▸ **STUDY TEXT**:
Work
Conversations about work take many forms these days. Is remote work here to stay? What will a hybrid work model look like? Will we need to work in the future? In the short term, the pandemic has driven a focus on different models of working. In the long term, the polarized discussion centers on the impact of automation. That discussion is explored in incredible detail in a recent book titled Work: A Deep History, from the Stone Age to the Age of Robots. Anthropologist and author James Suzman sets out to answer several questions. He does so by looking at the history of work and the lessons we can learn.
To answer these questions, James Suzman charts a grand history of “work” from the origins of life on Earth to our ever more automated present, challenging some of our deepest assumptions about who we are. Drawing insights from anthropology, archaeology, evolutionary biology, zoology, physics, and economics, he shows that while we have evolved to find joy meaning and purpose in work, for most of human history our ancestors worked far less and thought very differently about work than we do now.
James Suzman — Work: A Deep History, from the Stone Age to the Age of Robots
The constructs of our world evolved to where we are today, creating a belief system that is deeply engrained in individuals and society. It is easy therefore to conclude that work and purpose are synonymous. That we have always been a species that worked very hard. That inequality is inevitable. Well Mr. Suzman’s work says otherwise. Our hunter-gatherer ancestors worked just enough to feed themselves, shared freely with each other, had no desire for material possession, and formed the world’s most egalitarian economic model. A fascinating journey through history that is highly instructive — as history as always proven to be. I highly recommend it and have added it to my library.

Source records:
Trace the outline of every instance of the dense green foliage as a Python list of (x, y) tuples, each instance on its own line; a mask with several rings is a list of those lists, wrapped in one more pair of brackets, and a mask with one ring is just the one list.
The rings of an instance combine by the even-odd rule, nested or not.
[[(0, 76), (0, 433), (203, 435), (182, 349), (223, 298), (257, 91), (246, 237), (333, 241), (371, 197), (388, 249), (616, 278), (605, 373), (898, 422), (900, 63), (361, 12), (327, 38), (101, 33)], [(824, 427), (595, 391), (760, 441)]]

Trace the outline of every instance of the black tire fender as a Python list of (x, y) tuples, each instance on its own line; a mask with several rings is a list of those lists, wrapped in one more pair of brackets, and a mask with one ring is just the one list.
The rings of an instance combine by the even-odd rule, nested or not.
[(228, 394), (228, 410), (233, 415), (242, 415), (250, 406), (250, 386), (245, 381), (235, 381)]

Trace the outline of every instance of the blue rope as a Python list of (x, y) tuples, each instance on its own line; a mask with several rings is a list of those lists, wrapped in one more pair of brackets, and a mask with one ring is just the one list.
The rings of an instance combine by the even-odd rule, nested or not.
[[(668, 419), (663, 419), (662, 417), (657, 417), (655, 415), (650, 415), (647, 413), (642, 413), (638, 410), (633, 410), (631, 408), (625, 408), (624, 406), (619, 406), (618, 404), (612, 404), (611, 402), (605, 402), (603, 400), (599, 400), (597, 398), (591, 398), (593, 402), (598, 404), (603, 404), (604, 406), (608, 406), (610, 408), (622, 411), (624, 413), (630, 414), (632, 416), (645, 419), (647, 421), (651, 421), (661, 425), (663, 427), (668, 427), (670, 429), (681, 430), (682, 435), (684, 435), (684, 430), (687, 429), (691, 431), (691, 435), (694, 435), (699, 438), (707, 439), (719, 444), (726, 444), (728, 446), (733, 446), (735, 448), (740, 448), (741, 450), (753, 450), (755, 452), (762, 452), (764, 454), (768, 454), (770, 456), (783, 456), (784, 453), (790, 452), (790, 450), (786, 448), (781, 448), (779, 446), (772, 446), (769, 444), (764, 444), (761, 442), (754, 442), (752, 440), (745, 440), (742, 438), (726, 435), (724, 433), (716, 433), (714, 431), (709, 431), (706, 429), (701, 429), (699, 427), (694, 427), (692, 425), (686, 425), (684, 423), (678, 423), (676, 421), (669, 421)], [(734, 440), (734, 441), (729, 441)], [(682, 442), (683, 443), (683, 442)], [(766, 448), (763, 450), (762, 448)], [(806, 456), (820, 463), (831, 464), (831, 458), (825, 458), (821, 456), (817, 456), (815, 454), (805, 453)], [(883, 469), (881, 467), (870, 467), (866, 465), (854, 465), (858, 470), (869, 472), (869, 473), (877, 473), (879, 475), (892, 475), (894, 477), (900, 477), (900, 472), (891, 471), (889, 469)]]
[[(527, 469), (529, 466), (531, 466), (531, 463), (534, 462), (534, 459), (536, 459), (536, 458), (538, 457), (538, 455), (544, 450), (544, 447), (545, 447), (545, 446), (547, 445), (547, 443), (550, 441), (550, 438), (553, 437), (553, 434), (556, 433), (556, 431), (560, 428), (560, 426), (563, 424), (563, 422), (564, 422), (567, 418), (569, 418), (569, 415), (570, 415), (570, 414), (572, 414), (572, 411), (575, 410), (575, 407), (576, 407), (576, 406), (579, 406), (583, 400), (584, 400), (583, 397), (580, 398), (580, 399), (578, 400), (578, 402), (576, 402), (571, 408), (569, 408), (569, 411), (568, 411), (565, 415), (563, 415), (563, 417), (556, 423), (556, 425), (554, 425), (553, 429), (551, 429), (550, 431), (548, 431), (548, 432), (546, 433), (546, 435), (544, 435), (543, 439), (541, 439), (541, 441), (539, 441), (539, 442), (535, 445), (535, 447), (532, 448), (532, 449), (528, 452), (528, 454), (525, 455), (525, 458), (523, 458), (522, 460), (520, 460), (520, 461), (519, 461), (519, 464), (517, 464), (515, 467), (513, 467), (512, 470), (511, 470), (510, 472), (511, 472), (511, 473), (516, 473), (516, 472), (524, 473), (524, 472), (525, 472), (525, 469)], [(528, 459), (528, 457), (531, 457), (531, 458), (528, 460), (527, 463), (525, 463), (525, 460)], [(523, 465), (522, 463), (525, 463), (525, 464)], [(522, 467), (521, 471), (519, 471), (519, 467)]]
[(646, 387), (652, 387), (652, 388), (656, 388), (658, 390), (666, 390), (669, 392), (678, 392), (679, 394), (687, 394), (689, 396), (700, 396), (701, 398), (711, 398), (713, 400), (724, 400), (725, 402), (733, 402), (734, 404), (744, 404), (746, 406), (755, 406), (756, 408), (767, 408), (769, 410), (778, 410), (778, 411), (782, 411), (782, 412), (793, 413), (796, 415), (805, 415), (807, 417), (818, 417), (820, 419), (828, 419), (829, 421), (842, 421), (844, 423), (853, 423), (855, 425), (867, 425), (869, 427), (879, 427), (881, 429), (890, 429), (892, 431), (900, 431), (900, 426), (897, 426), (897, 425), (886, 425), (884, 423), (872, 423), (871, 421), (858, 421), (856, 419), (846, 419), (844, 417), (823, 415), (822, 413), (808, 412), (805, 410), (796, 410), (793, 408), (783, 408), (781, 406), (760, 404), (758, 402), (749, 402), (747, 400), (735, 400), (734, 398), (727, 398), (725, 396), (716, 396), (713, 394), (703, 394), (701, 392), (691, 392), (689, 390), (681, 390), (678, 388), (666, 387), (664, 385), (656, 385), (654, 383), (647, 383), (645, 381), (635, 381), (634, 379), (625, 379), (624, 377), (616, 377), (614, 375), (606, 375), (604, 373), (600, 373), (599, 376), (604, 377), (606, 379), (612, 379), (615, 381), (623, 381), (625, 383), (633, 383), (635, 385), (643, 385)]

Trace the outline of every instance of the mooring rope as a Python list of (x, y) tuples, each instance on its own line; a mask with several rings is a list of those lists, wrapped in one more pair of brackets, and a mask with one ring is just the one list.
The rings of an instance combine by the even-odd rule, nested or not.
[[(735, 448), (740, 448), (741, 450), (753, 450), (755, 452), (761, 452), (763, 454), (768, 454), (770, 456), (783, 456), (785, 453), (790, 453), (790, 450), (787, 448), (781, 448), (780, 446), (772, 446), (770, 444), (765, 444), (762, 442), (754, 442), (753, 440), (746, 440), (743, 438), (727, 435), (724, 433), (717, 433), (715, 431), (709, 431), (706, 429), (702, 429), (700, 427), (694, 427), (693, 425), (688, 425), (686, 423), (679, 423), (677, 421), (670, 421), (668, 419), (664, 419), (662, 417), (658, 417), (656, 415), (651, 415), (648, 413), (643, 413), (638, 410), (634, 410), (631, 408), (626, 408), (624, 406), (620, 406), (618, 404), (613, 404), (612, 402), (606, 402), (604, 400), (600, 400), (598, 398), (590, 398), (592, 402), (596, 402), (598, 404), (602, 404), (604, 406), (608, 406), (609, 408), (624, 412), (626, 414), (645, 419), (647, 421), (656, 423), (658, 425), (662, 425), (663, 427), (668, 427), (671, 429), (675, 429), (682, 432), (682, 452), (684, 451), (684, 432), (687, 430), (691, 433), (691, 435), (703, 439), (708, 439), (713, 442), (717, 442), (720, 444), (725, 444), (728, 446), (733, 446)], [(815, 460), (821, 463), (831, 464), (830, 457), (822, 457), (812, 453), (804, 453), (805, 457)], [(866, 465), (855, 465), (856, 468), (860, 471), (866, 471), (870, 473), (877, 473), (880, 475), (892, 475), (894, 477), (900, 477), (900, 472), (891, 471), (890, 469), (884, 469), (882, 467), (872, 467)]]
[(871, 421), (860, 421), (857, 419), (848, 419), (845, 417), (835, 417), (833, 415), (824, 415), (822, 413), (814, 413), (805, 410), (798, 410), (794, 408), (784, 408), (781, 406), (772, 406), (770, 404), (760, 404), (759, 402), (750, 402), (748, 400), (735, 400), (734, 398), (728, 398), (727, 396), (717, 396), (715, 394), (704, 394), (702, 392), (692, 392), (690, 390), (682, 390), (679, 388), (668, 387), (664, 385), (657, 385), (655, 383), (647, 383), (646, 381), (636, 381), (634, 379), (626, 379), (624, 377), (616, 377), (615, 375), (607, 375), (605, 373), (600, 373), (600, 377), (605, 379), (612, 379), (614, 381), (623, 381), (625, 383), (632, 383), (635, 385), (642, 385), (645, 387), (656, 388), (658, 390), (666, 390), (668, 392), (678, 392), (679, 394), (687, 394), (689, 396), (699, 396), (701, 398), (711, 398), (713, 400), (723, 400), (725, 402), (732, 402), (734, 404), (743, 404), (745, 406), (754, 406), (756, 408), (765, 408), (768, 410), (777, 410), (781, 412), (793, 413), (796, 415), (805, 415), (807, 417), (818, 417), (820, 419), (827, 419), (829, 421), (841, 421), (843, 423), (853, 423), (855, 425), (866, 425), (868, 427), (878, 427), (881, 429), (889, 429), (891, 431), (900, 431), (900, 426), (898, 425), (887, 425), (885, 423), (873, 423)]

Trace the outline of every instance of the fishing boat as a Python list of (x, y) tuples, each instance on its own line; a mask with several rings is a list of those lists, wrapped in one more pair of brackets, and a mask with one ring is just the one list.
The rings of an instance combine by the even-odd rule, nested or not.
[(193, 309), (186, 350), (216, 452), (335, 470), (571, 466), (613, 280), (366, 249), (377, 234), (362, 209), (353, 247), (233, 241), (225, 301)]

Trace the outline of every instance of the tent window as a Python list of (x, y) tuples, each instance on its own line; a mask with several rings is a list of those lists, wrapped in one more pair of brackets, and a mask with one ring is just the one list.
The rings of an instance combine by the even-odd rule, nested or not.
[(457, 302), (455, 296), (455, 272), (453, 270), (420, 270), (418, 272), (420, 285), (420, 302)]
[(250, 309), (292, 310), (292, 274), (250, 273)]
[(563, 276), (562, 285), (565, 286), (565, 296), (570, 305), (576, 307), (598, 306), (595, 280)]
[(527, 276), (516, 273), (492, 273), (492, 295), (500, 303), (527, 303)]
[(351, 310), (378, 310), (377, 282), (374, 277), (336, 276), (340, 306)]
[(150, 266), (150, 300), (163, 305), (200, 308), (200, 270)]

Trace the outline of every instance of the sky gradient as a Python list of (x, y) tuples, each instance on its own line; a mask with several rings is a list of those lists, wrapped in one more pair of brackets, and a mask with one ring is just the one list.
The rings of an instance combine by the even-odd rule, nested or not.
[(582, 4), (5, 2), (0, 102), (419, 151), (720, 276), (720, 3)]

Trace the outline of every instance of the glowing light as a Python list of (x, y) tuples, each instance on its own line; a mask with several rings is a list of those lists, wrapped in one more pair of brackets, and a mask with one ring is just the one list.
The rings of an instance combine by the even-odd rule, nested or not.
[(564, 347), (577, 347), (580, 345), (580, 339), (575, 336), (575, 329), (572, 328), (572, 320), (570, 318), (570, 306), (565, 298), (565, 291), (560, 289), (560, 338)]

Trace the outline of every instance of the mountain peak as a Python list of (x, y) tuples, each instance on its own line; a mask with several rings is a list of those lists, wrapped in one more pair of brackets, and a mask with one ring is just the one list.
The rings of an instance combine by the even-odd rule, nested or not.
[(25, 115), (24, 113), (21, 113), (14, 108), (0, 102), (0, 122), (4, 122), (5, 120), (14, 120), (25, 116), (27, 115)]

▸ **PROMPT A**:
According to the text about work, what kind of economic model did our hunter-gatherer ancestors form?
▸ **PROMPT B**:
Transcribe the text about work from "To answer these" up to and including "than we do now.".
▸ **PROMPT C**:
Translate this sentence from the text about work into Spanish: "It is easy therefore to conclude that work and purpose are synonymous."

▸ **EXPECTED OUTPUT A**:
They formed the world's most egalitarian economic model.

▸ **EXPECTED OUTPUT B**:
To answer these questions, James Suzman charts a grand history of “work” from the origins of life on Earth to our ever more automated present, challenging some of our deepest assumptions about who we are. Drawing insights from anthropology, archaeology, evolutionary biology, zoology, physics, and economics, he shows that while we have evolved to find joy meaning and purpose in work, for most of human history our ancestors worked far less and thought very differently about work than we do now.

▸ **EXPECTED OUTPUT C**:
Por lo tanto, es fácil concluir que el trabajo y el propósito son sinónimos.